EXERCISE REQUIREMENTS
Rewrite the items between the line holding "For our annual mammal census, mark every palmate" and the line holding "[39,414,156,506]", inclusive, putting "rectangle" wherever "bounding box" appears and changing nothing else. Leave the pictures out of your answer.

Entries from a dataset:
◆ ◆ ◆ ◆ ◆ ◆ ◆

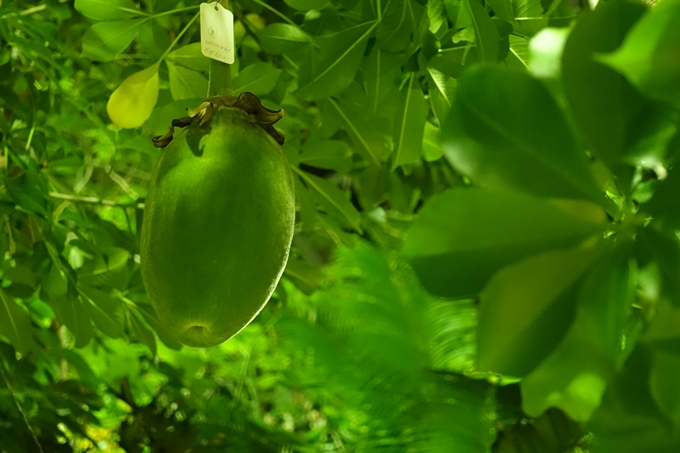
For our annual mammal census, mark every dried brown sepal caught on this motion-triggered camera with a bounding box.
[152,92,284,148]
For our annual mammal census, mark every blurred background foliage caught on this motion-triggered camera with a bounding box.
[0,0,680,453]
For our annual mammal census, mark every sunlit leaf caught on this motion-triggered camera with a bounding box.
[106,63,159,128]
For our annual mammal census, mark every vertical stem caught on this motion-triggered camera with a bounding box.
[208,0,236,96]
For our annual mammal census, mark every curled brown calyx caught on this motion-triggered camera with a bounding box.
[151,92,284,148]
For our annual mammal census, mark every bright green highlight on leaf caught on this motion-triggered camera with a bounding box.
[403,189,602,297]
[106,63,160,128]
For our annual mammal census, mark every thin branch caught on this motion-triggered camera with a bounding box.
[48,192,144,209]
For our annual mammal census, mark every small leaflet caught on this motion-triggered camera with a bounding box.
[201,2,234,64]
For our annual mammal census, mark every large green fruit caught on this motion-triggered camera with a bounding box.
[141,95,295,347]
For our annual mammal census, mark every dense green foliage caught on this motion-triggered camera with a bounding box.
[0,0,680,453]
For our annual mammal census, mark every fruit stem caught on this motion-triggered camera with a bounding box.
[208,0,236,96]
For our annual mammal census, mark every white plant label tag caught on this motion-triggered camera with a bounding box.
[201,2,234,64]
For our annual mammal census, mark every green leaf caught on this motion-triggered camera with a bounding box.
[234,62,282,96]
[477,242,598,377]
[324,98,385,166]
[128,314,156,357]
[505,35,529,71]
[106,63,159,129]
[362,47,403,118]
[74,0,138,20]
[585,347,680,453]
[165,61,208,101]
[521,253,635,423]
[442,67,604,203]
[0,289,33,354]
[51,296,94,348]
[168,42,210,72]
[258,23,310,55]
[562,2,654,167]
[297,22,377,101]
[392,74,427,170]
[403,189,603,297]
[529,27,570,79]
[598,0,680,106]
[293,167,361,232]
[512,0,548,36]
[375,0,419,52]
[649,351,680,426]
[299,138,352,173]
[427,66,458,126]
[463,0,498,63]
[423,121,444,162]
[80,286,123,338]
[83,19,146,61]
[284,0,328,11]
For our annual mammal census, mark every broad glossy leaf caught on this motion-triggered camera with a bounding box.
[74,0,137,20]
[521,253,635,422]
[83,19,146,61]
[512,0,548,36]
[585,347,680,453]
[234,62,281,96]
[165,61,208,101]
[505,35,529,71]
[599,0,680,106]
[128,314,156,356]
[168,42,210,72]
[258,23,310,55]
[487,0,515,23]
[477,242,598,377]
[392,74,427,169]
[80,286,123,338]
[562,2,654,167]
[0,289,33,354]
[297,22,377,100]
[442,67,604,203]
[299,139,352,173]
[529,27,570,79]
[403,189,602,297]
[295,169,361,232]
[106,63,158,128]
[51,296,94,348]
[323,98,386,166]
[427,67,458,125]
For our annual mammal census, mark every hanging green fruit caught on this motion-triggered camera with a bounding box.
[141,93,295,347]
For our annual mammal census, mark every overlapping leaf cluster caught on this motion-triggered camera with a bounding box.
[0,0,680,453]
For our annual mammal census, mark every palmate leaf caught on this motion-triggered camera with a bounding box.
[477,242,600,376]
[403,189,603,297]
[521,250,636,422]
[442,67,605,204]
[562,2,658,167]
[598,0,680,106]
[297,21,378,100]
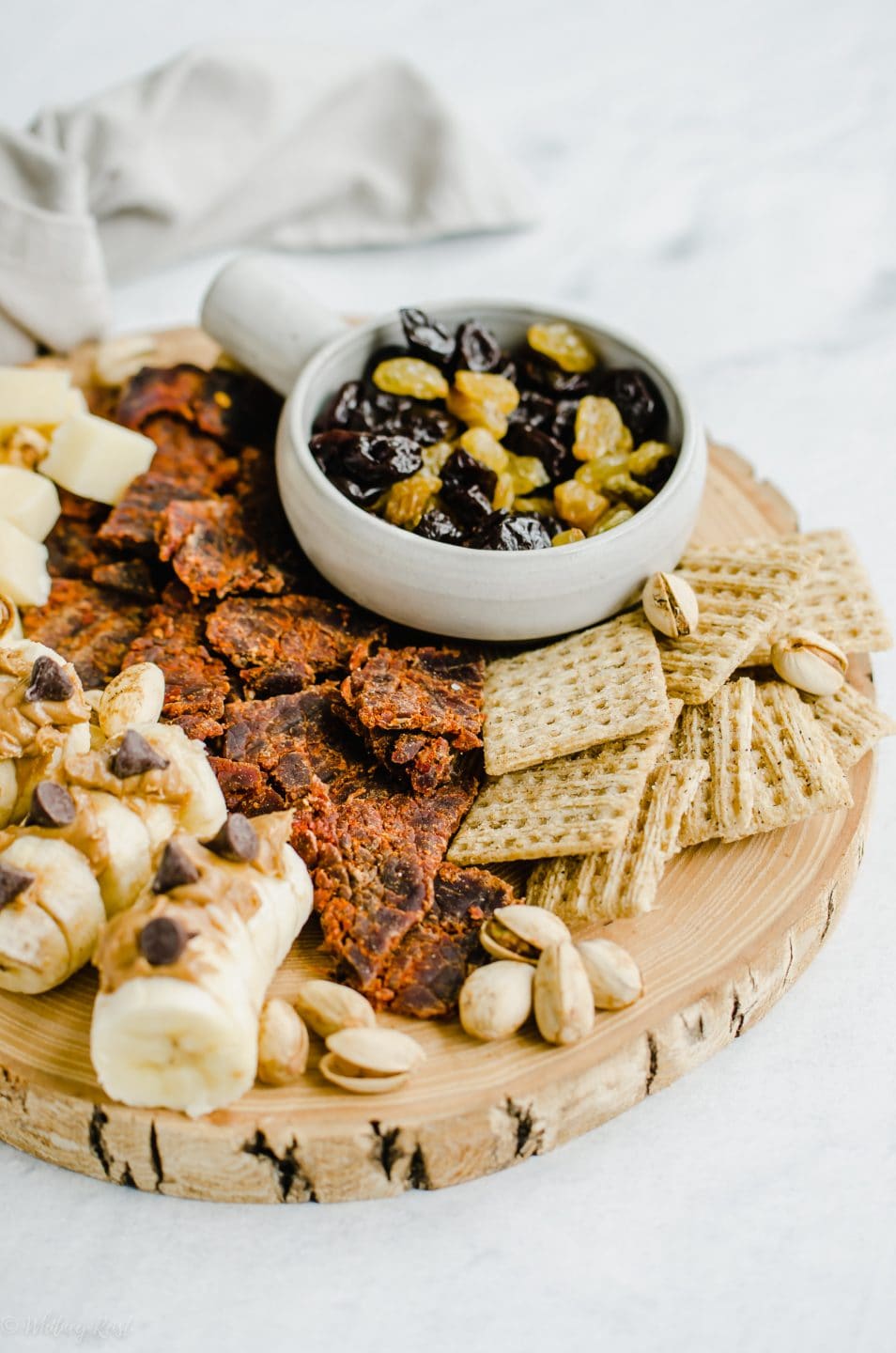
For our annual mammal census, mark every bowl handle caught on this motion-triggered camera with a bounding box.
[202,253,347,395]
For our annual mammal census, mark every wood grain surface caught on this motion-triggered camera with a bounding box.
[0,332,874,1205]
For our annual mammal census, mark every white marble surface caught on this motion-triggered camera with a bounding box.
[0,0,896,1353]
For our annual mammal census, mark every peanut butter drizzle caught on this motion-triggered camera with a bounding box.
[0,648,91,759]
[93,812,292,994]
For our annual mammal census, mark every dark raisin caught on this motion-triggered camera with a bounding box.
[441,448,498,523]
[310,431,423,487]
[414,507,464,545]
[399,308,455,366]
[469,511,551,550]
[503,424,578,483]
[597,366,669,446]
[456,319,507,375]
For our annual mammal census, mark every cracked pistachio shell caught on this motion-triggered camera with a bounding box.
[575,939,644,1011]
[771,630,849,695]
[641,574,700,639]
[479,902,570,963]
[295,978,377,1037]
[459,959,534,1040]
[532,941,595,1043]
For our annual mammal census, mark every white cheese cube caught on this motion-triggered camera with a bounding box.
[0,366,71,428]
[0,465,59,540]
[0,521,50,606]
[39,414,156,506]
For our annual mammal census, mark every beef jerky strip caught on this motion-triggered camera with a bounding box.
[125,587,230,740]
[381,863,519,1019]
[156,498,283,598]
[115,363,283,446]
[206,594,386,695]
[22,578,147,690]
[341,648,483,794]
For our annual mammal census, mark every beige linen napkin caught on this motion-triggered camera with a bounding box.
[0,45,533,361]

◆ ◆ ◆ ◆ ◆ ◆ ◆

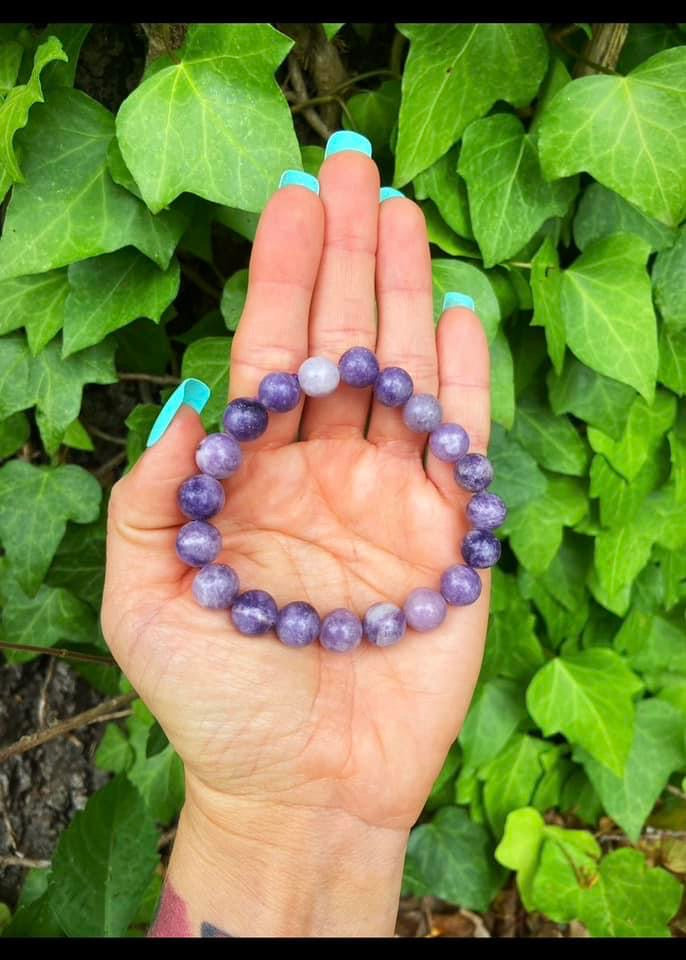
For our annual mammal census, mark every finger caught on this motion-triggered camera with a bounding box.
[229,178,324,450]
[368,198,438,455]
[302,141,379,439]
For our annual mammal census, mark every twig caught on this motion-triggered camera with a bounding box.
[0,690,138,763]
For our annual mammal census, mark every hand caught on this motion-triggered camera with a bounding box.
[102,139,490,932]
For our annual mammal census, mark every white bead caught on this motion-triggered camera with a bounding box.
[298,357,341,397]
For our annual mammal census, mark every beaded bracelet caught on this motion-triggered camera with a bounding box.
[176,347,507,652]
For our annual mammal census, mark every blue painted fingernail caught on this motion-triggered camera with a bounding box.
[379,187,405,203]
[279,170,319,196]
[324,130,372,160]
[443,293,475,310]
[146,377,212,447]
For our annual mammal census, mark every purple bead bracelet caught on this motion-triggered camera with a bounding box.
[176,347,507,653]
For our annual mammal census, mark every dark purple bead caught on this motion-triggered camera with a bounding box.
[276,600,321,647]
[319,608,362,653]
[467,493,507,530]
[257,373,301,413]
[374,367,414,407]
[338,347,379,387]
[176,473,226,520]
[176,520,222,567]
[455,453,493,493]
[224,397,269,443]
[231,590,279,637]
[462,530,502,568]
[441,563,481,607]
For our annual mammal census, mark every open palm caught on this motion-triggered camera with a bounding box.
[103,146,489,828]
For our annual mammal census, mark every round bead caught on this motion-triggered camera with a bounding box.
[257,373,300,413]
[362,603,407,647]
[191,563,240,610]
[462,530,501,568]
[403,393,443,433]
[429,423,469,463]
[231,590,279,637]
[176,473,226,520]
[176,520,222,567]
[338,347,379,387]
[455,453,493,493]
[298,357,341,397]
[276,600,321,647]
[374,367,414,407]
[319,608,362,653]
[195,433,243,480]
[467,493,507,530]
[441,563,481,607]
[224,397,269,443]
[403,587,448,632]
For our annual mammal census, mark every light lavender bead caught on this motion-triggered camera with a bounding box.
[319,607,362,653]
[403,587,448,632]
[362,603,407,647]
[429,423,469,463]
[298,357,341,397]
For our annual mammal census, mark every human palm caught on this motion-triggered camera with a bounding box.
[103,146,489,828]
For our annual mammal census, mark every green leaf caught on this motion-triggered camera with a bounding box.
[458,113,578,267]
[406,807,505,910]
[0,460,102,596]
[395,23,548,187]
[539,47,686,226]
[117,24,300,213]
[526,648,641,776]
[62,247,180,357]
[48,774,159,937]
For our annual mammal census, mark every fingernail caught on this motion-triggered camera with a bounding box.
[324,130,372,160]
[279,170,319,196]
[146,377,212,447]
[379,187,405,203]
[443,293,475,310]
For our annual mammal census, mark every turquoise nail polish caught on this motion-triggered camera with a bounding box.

◆ ◆ ◆ ◆ ◆ ◆ ◆

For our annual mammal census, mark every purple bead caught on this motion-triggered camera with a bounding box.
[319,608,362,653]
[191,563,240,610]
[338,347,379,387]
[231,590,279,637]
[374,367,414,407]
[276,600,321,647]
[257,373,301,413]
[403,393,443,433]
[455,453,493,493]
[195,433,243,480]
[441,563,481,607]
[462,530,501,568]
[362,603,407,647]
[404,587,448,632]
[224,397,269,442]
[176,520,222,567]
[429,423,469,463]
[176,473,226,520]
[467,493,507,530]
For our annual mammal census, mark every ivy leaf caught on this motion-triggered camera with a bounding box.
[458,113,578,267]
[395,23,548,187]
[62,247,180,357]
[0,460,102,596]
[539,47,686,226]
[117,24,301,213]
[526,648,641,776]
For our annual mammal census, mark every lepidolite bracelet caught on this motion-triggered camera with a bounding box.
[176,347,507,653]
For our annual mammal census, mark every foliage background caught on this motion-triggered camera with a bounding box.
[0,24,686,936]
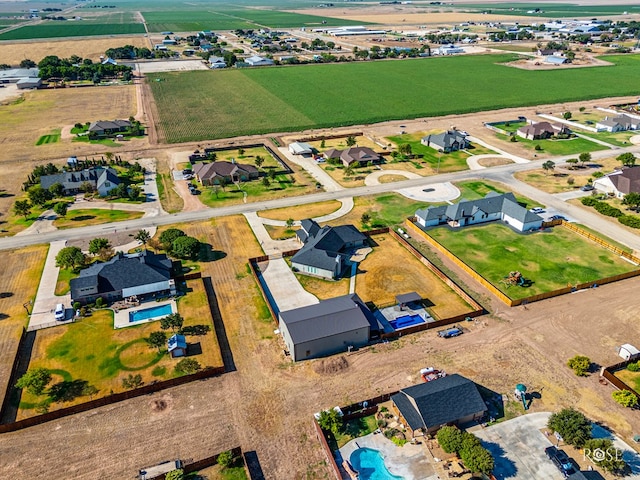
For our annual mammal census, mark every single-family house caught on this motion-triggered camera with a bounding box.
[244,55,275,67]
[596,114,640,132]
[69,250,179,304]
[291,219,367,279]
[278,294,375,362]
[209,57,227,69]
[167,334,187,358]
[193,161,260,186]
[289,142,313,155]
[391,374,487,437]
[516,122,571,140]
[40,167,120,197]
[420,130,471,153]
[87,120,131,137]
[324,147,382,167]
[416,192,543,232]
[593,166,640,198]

◆ ◆ ◆ ◆ ◆ ◆ ◆

REPLY
For our annual mammal census, mark every palmate leaf caught on this motion-triggered camera with a rectangle.
[477,242,600,376]
[403,189,603,297]
[521,250,636,422]
[442,67,605,204]
[562,2,658,167]
[598,0,680,106]
[297,21,378,100]
For our annual mammal census, mark every bowl handle caught on this motion-triggered camera with a rectangle.
[202,253,347,395]
For our annual mammal census, mark every wood grain surface caught on this motion-triggered camera with a rectangle.
[0,332,874,1205]
For our annual mammal census, mark every white marble surface caught on this motion-triggered camera with a rectangle.
[0,0,896,1353]
For our annual mammal census, mark every peanut butter drizzle caught on this motion-triggered camera with a rectangle.
[0,648,91,759]
[93,812,292,994]
For our annual mammal census, mark every dark raisin caught on this motion-triggered camera with a rectangle.
[441,448,498,523]
[310,431,423,487]
[414,507,464,545]
[399,308,455,366]
[469,511,551,550]
[503,424,578,483]
[597,366,669,446]
[456,319,507,375]
For our annual mammal census, mark every cracked pistachio shell caught on this motion-triggered camera with a rectangle.
[575,939,644,1011]
[771,630,849,695]
[641,574,700,639]
[479,902,570,963]
[295,978,377,1037]
[459,959,534,1040]
[532,941,595,1043]
For our annual mammal census, mark every white cheese cube caught on this motion-triggered camera with a rectangle.
[0,366,71,428]
[0,465,59,540]
[0,521,50,606]
[39,414,156,506]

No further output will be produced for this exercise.